As barrier improvement scales with the square of the platelet aspect ratio (diameter/thickness ratio) due to elongation of the diffusion path for permeates,17 the most commonly applied clay minerals, montmorillonite and LAPONITE®18,19 with an aspect ratio of <150 and 20, respectively, are insufficient. Particularly when considering the inherently poor barrier performance of biodegradable polymer matrixes,19,20 much larger aspect ratios are required. Layered fillers with promising diameters are synthetic hectorites21 or natural vermiculites. While efficient delamination protocols for the former have already been established (i.e., osmotic swelling),21 the same cannot be said for the latter.

Osmotic swelling22 is an exceptionally effective method for the production of barrier nanosheets since it is a thermodynamically allowed process that does not require any mechanical force as opposed to ultrasound driven liquid-phase exfoliation methods. Being repulsive23,24 in nature allows for an utter and most gentle delamination into the thinnest possible nanosheets, while liquid phase exfoliation provides only nanosheets with a range of thicknesses (for a definition of delamination versus exfoliation, see: Gardolinsky and Lagay).25 Consequently, only delamination via osmotic swelling preserves the aspect ratio inherent in the platelet diameter of the non-delaminated starting material.

Considering the polymer component of a nanocomposite coating, commercially produced biodegradable polymers like poly lactic acid (PLA), poly(butylene succinate-co-butylene adipate) (PBSA), and poly(butylene adipate terephthalate) (PBAT) are attractive options, but only soluble in organic solvents. Until recently, osmotic delamination was restricted to a very small number of layered compounds in water.26–30 Water soluble biodegradable polymers like poly(vinyl alcohol) (PVOH) are highly susceptible to swelling even under ambient conditions, significantly deteriorating the barrier performance.31,32 Fortunately, osmotic swelling of a synthetic hectorite could recently be extended into applicable organic solvents.33

Natural vermiculites are 2[thin space (1/6-em)]:[thin space (1/6-em)]1 layered silicates are particularly appealing as a clay component in a nanocomposite barrier system, in contrast to a synthetic hectorite, because vermiculite deposits are abundant with global production at over 500 k tons per year34 and cost around 20 ct per kg. Thermally expanded vermiculites are well-known in chemistry laboratories as the standard adsorbent for spilled organic solvents (Fig. 1a). Moreover, vermiculites have the same layer structure as the commonly applied montmorillonite but with a much larger diameter, and hence a higher potential aspect ratio.35–37 Vermiculites unfortunately have a significantly higher charge density compared to montmorillonite, which renders osmotic swelling much more difficult.38 Vermiculite swelling is not only impeded by the high charge density, but also by the dominant divalent interlayer cation Mg2+ that forms a strong and symmetrical electrostatic interaction with the adjacent nanosheets, pinning them together. Yet upon exchange with bulky organocations, vermiculite is known to swell osmotically in water.39–42 Due to the large diameter of nanosheets, gels obtained by swelling are not isotropic but rather viscous, liquid crystalline, nematic phases even at low concentrations of 1 vol%. It follows that in order to efficiently incorporate vermiculite into a biodegradable polymer matrix for use in sustainable food packaging, obtaining osmotic swelling in organic solvents is a critical hurdle. More specifically, for solution casting in a roll-to-roll production of nanocomposite coatings, osmotic swelling of vermiculite is required in a solvent that also dissolves biodegradable polyesters.

* _Items from a dataset_

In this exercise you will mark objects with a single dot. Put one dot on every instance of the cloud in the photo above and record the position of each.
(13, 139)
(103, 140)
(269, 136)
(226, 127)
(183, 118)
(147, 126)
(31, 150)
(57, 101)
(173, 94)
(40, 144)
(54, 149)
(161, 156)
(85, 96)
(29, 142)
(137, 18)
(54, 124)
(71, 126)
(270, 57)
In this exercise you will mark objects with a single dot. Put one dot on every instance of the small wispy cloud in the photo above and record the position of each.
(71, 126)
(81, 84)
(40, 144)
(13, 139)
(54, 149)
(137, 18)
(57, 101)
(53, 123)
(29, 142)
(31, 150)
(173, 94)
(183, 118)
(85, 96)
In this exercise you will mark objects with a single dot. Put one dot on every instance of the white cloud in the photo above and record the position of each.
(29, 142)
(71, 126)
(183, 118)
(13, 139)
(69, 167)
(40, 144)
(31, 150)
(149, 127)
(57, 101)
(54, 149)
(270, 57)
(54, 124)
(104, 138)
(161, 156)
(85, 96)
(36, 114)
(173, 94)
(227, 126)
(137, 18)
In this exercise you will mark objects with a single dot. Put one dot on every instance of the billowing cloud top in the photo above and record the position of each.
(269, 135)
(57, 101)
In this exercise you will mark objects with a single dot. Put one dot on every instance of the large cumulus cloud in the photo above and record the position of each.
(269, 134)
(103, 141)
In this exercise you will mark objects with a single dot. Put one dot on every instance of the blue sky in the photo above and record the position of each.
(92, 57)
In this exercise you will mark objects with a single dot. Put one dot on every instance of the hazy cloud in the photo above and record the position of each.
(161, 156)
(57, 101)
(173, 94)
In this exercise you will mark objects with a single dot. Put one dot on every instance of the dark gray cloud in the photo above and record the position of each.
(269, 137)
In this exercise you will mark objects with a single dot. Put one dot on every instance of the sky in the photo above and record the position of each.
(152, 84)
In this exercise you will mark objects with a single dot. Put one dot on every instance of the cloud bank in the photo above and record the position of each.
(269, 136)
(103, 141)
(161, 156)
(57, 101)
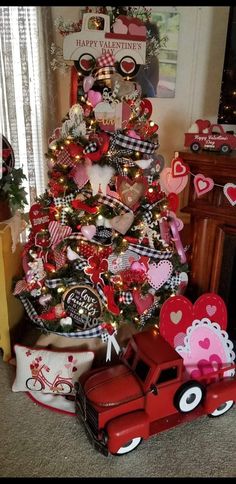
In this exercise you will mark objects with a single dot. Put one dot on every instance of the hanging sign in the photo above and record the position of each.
(83, 305)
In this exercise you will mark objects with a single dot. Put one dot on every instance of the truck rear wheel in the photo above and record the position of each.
(195, 147)
(225, 149)
(222, 409)
(188, 397)
(129, 446)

* _THINGS TO DO_
**1)** In the passage on clay nanosheets for barrier coatings, what is the dominant divalent interlayer cation in vermiculites?
**2)** Write the next part of the passage on clay nanosheets for barrier coatings, starting right after its final sentence.
These data were taken from a separate source.

* _ANSWER SET_
**1)** Mg2+

**2)**
image file: d2ma00734g-f1.tif
Fig. 1 Schematic representation of osmotic swelling of natural vermiculites. (a) Photo of thermally expanded natural vermiculite. (b) Delamination yield observed by a one-step ion exchange with butylammonium chloride or citrate as compared to a two-step ion exchange first to Na+ followed by butylammonium chloride. (c) Delamination yield observed by a one-step ion exchange with different inorganic and organic salts of butylammonium. (d) Schematic of ion exchange process in presence of carboxylic acid anions (e). The proposed process of ion exchange that leads to enhanced delamination yield. Magnesium cations form complexes with carboxylic acid anions, increasing the hydrophilicity and reducing the tendency to re-enter the interlayer space.

In this paper, we report a simple one-step ion exchange strategy for repulsive osmotic delamination of natural vermiculite in the organic solvent N-methyl formamide (NMF) and its mixtures that results in a high delamination yield (80 wt%) and preservation of the high aspect ratio of the nanosheets compared to ultrasonication-assisted methods.43 Solution blending with biodegradable polymers like PLA becomes straightforward. Nanocomposite coatings obtained by the doctor blading of a polymer/clay suspension improved gas barrier performance of a natural, fully biodegradable,13 and highly hydroscopic wood-based nanocellulose paper substrate by 90.2% and 97.8%, respectively. The PLA-vermiculite coated nanocellulose system presents a biodegradable alternative to traditional high-performance food packaging with oxygen and water transmission rates of 1.30 cm3 m−2 day−1 atm−1 and 1.74 g m−2 day−1, respectively. Moreover, our manufacturing strategy involves only facile and scalable unit operations positively contributing to the future implementation at a commercial scale.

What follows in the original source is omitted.